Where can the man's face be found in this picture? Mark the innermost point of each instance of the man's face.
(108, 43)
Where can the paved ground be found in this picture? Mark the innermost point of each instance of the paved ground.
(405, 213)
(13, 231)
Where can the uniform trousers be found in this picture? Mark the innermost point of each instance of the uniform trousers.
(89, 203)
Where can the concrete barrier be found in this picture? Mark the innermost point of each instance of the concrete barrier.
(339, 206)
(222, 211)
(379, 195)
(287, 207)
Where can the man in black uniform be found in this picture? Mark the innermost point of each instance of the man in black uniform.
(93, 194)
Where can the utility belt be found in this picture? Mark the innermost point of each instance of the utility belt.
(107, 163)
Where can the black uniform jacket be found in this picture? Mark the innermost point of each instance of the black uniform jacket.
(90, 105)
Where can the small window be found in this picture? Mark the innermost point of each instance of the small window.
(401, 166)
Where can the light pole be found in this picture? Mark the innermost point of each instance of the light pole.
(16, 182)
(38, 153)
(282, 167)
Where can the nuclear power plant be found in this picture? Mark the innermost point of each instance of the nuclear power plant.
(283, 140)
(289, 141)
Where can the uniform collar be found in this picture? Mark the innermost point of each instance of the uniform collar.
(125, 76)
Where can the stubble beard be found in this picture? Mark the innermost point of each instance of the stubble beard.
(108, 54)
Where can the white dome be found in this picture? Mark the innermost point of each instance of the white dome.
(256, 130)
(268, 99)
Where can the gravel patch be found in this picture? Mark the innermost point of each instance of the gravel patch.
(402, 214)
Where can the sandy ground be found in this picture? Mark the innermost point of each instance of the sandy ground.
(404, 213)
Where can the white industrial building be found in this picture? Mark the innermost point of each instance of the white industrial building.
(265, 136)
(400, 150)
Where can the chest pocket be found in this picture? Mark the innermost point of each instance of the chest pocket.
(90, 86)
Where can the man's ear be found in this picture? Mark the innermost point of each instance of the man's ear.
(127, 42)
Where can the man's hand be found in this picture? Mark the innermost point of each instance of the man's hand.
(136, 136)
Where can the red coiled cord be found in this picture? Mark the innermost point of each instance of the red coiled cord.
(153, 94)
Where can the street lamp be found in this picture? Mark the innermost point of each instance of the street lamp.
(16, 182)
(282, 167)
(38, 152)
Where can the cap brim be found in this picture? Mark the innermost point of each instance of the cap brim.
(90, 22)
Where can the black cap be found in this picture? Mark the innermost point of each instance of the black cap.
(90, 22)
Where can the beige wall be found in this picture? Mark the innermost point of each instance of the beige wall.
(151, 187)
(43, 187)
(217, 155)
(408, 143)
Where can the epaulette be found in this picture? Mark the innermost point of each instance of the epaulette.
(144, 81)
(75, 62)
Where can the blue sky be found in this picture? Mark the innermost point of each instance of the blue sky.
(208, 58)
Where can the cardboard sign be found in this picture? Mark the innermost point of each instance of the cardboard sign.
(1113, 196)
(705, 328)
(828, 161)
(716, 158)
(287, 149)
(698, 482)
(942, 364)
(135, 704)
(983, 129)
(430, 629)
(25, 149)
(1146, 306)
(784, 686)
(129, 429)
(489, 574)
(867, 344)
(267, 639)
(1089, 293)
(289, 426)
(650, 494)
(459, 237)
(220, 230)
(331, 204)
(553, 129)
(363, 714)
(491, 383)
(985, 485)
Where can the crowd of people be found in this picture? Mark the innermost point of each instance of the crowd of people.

- **Do this**: Repeat the line that contains "Where can the street", then every line after it until the records end, with nothing added.

- **Result**:
Where can the street lamp be found in this picture? Mark the innermost point of each instance of the street lamp.
(16, 182)
(282, 167)
(38, 152)
Where can the cap brim be found in this picture? Mark the innermost point of each instance of the cap brim.
(90, 22)
Where can the black cap be found in this picture? Mark the innermost point of each instance of the black cap.
(90, 22)
Where can the beige wall be found in this picture? Mark the innermost point of each instance of the beige wall.
(151, 187)
(43, 187)
(217, 155)
(408, 143)
Where can the epaulette be found in this picture? Mark the innermost point of each instance of the epaulette.
(144, 81)
(75, 62)
Where can the blue sky be found in this picture? Mark the innermost point of each instance of the blue sky.
(208, 58)
Where can the cardboard sign be found in this picture? Mark the innermost point of each instance of the cardboard sign.
(1113, 196)
(705, 328)
(828, 161)
(716, 158)
(287, 149)
(698, 482)
(942, 364)
(135, 704)
(983, 129)
(430, 629)
(25, 149)
(1146, 306)
(784, 686)
(129, 429)
(489, 574)
(867, 344)
(267, 639)
(1089, 293)
(289, 426)
(650, 494)
(459, 237)
(220, 230)
(331, 204)
(553, 129)
(363, 714)
(491, 383)
(985, 485)
Where can the crowd of people be found in this picture? Mark the innermost point of each instance of the crowd of people.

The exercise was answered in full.